● INSTRUCTIONS FOR THE TASK
Please rewrite the records below with "boxes" replaced by "rectangles" and everything else kept the same. Leave the pictures out of your answer.

== EXERCISE DATA

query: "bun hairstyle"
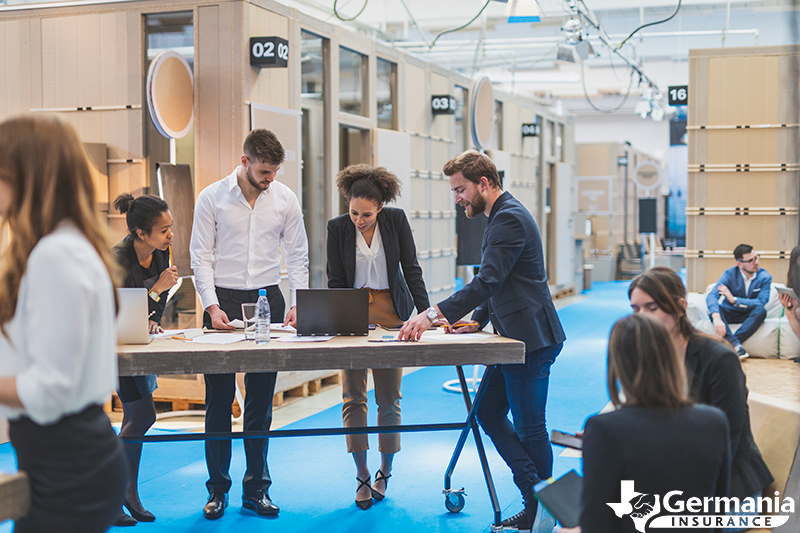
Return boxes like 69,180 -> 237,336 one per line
336,165 -> 400,206
607,313 -> 692,409
114,193 -> 169,239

====

● TASK OUTPUT
query: "bun hairstyle"
Return rectangles like 69,180 -> 237,336 one per line
336,165 -> 400,206
607,313 -> 692,409
114,193 -> 169,239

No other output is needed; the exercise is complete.